**** GIVEN TEXT

I have been working my way through Toby Segram's book Programming Collective Intelligence
. The book is about mining web data, particularly Web 2.0 (Gawd, I hate that term) data. My motivation is twofold: brush up on my Python programming and learn somethings about web mining. I do a fair amount of data mining in my day job. In computational biology, a lot of time is spent extracting various types of data from web resources and trying to analyze the data and produce something meaningful from it. The book does a decent job of introducing the kinds of techniques that we commonly use in genomic data analysis: Bayesian classification, clustering, SVMs etc. However, it doesn't go into a lot of detail about any of them. For that, you have to go elsewhere. The book gives the Python code for mining sources for extracting data from sites like Ebay, Facebook, and Yahoo Finance. So far, I haven't encountered anything particularly astounding, but it's been an interesting series of exercises.
One of the things that has become apparent in my work in computational biology is the power of the average. Web data like that described in the book is often high-dimensional (many variables) and discrete (values are not continuous). In dealing with high-D, discrete data, it's common to use optimization techniques and find a "best" answer. We have seen in some cases of biological data, this approach can be misleading. The probability of the "best" result can be vanishingly small and in some cases not representative of the data as a whole. (See Carvalho and Lawrence
for some examples.) Instead, a centroid
or median result may be more useful and more representative of the distribution of the data values.
In dealing with group data, such as in this book, sometimes you want the best result: the highest mileage car, the cheapest flight. However, when you're mining data to determine something like public attitudes, a measure which finds the "center" may be of more use.
I do a lot of commuting by car. During my drives, I like to listen to audio books and podcasts. I recently listened to an exceptional collection of podcasts, The Traneumenatary
. The Traneumentary is a collection of commentaries on John Coltrane's life and music by musicians and writers. Even if you're die-hard Coltrane fan like me, you'll find new insights into Coltrane and his music. If you are not familiar with Coltrane, it's a wonderful place to start. 'Trane is a towering figure in modern music. Forty years after his death, the music world still hasn't completely come to terms with him.

********

**INSTRUCTIONS**
• 1. For each statement below, say whether the post agrees with it. Answer yes or no, and quote the exact words of the post that decide it.
(a) The book goes into a lot of detail about Bayesian classification, clustering and SVMs.
(b) The writer listens to audio books and podcasts while driving.
(c) Web data like that described in the book is often continuous.
• 2. Answer these questions about the post, one line each.
(a) What two motivations does the writer give for working through the book?
(b) What two kinds of result does the post suggest may be more useful than a "best" answer?
(c) How many years after Coltrane's death does the post say the music world still hasn't completely come to terms with him?

**** EXTRACTED MATERIAL

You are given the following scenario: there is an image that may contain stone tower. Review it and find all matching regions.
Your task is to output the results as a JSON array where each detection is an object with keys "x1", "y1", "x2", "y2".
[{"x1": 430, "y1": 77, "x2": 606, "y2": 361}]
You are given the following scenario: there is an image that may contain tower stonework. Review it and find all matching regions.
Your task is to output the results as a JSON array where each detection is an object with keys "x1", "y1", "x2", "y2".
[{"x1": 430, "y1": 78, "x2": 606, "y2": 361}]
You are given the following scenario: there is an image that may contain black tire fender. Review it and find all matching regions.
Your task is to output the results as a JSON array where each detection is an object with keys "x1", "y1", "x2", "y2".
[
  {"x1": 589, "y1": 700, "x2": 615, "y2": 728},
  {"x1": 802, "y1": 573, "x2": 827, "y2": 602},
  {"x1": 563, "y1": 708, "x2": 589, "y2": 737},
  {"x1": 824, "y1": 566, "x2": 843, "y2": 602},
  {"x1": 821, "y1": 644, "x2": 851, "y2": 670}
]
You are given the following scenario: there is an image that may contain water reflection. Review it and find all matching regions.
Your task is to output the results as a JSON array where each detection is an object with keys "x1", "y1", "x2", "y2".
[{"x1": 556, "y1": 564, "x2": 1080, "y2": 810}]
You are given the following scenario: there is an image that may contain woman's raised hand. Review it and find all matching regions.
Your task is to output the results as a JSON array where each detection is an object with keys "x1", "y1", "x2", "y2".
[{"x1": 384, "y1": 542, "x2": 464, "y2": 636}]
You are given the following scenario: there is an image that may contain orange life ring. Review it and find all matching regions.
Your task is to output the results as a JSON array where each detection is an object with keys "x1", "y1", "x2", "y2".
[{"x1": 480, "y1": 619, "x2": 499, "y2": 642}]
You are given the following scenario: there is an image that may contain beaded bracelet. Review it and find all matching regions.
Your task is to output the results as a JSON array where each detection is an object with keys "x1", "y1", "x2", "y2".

********

**OUTPUTS FOR THE TASKS**
• 1.
(a) No: "However, it doesn't go into a lot of detail about any of them."
(b) Yes: "During my drives, I like to listen to audio books and podcasts."
(c) No: "discrete (values are not continuous)"

• 2.
(a) To brush up on Python programming and to learn some things about web mining.
(b) A centroid or median result.
(c) Forty years.